BEGIN Data excerpts

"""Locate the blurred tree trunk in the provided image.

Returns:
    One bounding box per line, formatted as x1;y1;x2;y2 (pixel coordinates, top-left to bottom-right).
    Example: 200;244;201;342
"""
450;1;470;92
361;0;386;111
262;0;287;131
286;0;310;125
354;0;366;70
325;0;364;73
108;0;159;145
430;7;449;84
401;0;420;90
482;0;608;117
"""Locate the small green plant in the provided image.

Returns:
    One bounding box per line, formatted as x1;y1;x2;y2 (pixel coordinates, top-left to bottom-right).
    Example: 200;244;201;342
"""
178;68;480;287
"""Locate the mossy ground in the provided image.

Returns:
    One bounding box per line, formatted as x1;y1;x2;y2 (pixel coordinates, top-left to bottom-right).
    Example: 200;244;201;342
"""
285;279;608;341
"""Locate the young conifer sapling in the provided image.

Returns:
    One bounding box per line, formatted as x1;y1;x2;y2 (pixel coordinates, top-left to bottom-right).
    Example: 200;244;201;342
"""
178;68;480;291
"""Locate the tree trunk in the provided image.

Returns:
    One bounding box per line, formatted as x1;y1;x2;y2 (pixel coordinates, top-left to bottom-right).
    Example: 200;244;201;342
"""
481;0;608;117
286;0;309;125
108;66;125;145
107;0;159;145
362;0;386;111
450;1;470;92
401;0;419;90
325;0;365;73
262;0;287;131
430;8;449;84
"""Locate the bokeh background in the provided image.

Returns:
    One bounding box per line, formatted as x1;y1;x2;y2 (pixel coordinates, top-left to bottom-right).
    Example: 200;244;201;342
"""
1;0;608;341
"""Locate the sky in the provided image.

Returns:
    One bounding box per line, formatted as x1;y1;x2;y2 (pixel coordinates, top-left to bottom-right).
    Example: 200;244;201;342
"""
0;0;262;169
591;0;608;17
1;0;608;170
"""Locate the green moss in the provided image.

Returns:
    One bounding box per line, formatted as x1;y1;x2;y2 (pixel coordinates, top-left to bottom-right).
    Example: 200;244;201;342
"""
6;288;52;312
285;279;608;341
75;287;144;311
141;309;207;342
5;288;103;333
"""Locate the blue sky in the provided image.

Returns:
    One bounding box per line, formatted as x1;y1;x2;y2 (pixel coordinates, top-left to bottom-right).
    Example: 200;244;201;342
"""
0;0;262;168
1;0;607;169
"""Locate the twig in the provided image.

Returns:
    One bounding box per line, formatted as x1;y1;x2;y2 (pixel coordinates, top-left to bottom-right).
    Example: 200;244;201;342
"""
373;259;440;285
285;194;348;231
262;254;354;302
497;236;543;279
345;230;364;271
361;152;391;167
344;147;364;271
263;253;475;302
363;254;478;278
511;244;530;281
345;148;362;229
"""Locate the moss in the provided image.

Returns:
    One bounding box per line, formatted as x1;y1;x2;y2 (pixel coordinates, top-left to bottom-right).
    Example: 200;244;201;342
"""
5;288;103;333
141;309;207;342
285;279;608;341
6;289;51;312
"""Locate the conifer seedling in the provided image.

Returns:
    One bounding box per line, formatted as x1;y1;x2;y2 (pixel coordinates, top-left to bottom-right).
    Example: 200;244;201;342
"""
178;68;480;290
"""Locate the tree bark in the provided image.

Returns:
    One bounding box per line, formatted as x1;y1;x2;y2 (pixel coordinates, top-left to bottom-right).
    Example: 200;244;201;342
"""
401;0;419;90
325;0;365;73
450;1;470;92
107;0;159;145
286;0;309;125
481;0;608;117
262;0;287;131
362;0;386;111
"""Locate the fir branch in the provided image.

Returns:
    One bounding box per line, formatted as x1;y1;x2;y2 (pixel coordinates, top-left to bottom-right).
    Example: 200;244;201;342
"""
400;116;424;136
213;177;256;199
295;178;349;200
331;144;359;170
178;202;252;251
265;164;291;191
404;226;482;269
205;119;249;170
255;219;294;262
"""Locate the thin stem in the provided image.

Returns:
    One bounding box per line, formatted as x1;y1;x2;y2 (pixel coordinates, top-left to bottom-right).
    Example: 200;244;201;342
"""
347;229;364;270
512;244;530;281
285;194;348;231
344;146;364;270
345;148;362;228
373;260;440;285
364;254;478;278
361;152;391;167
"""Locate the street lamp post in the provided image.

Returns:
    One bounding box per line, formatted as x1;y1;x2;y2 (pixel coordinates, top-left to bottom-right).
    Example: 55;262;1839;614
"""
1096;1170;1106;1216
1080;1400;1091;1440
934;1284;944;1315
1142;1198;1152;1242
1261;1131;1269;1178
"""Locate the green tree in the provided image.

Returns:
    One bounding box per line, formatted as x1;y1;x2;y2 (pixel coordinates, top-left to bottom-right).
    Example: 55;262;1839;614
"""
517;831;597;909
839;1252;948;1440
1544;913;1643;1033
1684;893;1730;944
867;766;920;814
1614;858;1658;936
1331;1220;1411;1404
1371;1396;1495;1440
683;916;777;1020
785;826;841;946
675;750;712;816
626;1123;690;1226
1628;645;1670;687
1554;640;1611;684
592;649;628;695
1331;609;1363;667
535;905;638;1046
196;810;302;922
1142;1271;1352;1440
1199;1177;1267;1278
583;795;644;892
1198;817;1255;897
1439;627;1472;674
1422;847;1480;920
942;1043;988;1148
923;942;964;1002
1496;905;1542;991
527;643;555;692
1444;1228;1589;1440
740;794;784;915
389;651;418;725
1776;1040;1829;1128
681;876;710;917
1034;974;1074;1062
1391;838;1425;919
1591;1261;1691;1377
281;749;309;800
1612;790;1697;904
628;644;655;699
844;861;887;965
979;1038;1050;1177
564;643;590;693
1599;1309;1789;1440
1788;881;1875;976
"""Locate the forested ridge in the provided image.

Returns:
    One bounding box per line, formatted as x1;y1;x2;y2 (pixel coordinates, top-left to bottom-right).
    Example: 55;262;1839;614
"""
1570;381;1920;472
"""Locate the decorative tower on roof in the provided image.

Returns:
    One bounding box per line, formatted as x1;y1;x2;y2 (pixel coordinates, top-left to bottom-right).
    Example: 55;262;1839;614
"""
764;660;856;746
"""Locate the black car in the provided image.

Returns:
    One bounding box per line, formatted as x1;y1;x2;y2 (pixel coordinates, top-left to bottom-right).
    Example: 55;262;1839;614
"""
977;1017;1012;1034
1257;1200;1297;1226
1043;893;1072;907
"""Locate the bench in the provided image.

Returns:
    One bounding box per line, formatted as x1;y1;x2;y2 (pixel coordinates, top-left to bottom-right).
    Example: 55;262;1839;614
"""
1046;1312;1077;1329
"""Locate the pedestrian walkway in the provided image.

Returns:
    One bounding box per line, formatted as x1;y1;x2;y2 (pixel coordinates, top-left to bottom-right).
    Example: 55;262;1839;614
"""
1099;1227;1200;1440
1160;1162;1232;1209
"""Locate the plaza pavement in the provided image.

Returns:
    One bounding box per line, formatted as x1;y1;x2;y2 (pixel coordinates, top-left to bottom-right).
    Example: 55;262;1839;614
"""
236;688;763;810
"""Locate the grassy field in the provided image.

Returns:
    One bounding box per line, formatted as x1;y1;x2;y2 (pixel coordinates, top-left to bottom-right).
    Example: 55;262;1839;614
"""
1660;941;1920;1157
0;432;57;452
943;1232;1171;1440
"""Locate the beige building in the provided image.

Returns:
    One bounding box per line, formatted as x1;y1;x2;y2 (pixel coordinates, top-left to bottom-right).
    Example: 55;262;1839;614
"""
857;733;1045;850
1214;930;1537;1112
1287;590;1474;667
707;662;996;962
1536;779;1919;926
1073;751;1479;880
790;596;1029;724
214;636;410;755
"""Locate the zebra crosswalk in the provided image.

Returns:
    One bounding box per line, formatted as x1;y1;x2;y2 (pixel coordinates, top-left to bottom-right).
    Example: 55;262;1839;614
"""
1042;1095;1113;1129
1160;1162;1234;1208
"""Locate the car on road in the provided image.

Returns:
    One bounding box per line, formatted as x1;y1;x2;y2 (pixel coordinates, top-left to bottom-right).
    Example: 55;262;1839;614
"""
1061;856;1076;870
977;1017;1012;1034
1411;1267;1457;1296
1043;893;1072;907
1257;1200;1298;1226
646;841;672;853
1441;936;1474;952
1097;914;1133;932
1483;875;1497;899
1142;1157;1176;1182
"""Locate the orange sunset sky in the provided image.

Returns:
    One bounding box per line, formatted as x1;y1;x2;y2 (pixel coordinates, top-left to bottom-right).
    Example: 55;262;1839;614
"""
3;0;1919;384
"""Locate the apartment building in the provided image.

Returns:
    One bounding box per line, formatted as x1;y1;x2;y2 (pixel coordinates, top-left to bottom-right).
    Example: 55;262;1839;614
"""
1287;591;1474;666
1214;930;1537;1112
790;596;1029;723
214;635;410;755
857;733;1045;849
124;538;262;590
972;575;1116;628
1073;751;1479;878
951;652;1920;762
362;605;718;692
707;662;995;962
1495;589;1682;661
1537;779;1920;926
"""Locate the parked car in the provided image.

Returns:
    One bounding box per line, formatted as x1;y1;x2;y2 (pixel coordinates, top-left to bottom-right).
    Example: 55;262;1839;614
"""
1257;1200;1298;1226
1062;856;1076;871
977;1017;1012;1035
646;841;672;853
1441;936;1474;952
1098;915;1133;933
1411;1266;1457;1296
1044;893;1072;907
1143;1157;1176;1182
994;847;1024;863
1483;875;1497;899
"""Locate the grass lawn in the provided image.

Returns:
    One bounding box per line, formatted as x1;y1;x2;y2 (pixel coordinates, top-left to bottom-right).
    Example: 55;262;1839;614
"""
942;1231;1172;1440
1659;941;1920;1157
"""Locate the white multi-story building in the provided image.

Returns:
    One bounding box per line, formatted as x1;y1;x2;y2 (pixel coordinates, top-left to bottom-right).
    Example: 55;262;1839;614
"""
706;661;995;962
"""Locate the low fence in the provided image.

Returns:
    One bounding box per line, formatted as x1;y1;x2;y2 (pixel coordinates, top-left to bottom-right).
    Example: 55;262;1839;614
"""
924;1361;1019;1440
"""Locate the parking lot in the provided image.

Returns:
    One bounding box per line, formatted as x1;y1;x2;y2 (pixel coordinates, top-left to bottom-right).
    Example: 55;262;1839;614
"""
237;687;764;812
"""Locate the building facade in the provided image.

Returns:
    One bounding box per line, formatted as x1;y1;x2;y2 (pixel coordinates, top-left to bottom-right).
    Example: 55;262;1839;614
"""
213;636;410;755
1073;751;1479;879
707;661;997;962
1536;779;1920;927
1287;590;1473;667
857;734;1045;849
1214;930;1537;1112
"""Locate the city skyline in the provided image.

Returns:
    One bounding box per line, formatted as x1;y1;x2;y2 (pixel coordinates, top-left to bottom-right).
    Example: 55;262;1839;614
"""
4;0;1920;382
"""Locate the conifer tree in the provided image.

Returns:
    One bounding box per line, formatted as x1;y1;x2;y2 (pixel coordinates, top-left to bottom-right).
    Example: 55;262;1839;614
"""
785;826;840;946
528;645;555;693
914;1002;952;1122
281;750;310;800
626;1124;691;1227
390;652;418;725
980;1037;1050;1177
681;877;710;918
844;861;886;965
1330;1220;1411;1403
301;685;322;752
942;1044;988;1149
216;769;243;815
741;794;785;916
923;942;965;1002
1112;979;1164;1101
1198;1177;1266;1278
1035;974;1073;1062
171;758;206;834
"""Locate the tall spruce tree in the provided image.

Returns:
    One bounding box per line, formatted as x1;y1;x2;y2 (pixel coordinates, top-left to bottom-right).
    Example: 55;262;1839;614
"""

END Data excerpts

◆ Your assignment
Filter the entries down to the lines containing "trunk". Copy each of those lines.

◆ Solution for this exercise
"""Locate the blurred tree trunk in the provided image.
"""Locate the tree trunk in the provided image.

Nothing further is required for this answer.